Text excerpt.
========================

The opinion of the court was delivered by: Butz , J.

In re J.S. CA3


California Rules of Court, rule 8.1115(a), prohibits courts and parties from citing or relying on opinions not certified for publication or ordered published, except as specified by rule 8.1115(b). This opinion has not been certified for publication or ordered published for purposes of rule 8.1115.

Jennifer S. (mother) appeals from the juvenile court's findings and orders placing J.S. (the minor) with J.C. (father), the nonoffending, non-custodial parent, and terminating jurisdiction. (Welf. & Inst. Code, § 361.2.)*fn1 Mother contends (1) there was no substantial evidence to justify jurisdiction; (2) there was no substantial evidence that returning the minor to mother's custody would cause detriment; (3) no reasonable efforts were made to prevent the minor's removal from mother's custody; and (4) the court abused its discretion by placing the minor with father because he was only the adjudicated father, not the presumed father. We shall affirm.


The section 300 petition filed by Sacramento County Department of Health and Human Services (the Department) alleged that mother's substance abuse problem endangered the seven-year-old minor. The minor's uncle found mother passed out in her apartment with an empty beer can beside her while the minor played outside unattended. After the uncle tried to rouse mother, she ordered him out. Police later found the minor at a neighbor's apartment. Mother was under the influence of alcohol and prescription medication.

At the initial hearing, the juvenile court found that J.C. was the alleged father. Mother said there was a child support order and a restraining order against him. The court ordered the minor detained and directed the Department to provide reunification services to mother, pending the jurisdiction/disposition hearing.

The jurisdiction/disposition report recommended ordering reunification services for mother and stated that father's whereabouts were unknown.

Mother denied substance abuse, calling the allegation "'ridiculous.'" She was on disability due to work-related injuries. She drank a glass of beer or wine per day to help with chronic pain and had a medical marijuana card.

On the date of the minor's detention, mother claimed she was incoherent due to the dose of prescribed medication she had taken (750 milligrams of methocarbamol), which could have "'knocked out a horse.'"*fn2 She did not remember being on the floor; she might have fallen off the couch while napping. She kicked out the maternal uncle because he was not welcome, and when he did not leave she asked her neighbor to call the police. Mother admitted that the minor was at a neighbor's residence when the police came. Mother did not seem to understand why she was being referred to services.

The minor, who appeared appropriately dressed, clean, and healthy, said she enjoyed mother's visits. She indicated that she knew what happened on the date of her detention, but did not want to talk about it. At first she said she wanted to live with her mother, but then said, "'I'm safer here [at the Children's Receiving Home]. It's nice and I have friends here.'"

========================

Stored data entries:
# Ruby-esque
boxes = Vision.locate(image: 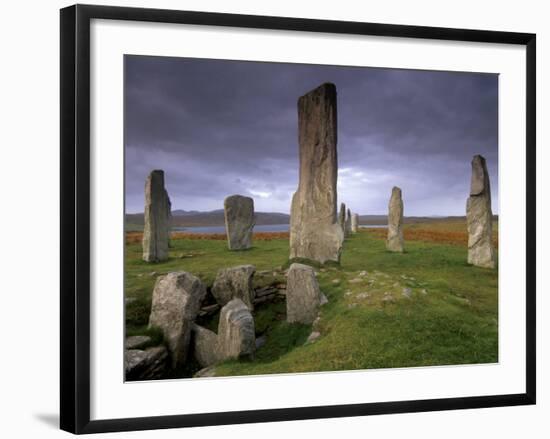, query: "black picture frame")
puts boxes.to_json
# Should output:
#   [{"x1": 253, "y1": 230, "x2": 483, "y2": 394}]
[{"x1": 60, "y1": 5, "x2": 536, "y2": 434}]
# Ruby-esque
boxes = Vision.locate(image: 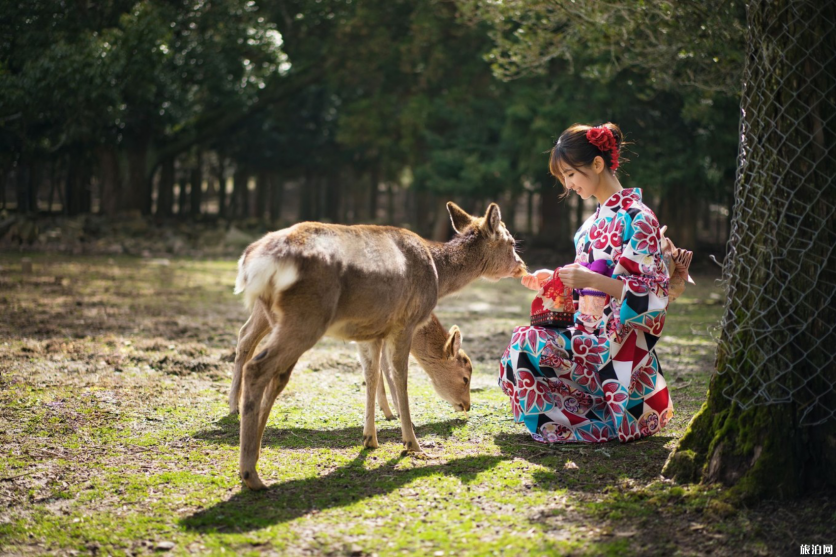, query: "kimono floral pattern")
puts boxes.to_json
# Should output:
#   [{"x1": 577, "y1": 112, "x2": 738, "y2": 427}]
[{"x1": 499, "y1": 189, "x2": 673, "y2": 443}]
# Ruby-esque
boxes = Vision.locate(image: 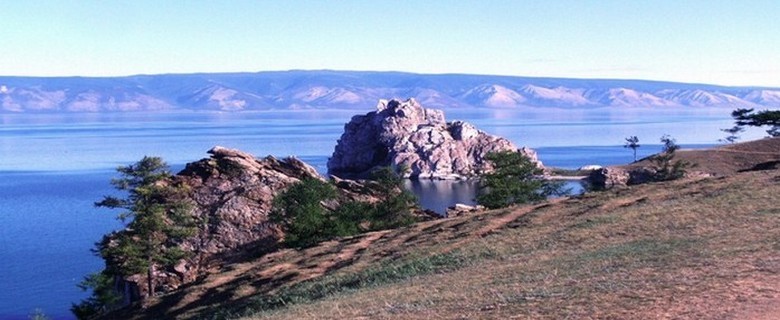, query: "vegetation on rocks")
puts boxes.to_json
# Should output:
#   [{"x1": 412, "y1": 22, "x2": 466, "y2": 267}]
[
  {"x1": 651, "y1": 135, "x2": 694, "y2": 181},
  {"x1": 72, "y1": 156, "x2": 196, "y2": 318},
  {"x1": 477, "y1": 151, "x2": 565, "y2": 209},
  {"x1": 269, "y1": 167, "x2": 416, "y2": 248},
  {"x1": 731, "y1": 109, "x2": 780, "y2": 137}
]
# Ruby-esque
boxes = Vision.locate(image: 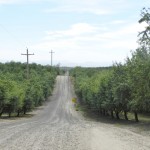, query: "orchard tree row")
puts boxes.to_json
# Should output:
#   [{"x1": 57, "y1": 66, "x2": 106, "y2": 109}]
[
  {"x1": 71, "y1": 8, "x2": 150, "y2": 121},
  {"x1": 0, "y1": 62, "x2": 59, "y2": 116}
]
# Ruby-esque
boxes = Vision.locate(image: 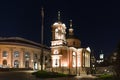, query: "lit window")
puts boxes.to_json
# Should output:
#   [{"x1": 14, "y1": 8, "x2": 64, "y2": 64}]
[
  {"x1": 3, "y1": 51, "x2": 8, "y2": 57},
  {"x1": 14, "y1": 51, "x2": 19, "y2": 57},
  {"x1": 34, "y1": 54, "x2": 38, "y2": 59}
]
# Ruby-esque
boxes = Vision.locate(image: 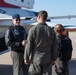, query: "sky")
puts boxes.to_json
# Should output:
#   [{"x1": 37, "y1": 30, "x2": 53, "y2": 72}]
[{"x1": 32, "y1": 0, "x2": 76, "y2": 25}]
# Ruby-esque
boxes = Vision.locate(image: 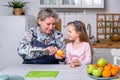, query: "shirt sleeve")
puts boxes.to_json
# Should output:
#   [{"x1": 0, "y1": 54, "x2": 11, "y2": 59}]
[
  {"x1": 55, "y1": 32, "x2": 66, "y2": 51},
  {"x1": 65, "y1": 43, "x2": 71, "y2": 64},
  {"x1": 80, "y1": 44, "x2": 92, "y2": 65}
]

========================

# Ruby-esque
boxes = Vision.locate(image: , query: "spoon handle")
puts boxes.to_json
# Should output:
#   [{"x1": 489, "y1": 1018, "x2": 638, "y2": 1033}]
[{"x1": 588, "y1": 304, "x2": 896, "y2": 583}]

========================

Exercise description.
Update the passage of the court opinion between "The section 300" and "and prescription medication.", inclusive, and write it out with "prescription medication" changed to "prescribed medication".

The answer.
The section 300 petition filed by Sacramento County Department of Health and Human Services (the Department) alleged that mother's substance abuse problem endangered the seven-year-old minor. The minor's uncle found mother passed out in her apartment with an empty beer can beside her while the minor played outside unattended. After the uncle tried to rouse mother, she ordered him out. Police later found the minor at a neighbor's apartment. Mother was under the influence of alcohol and prescribed medication.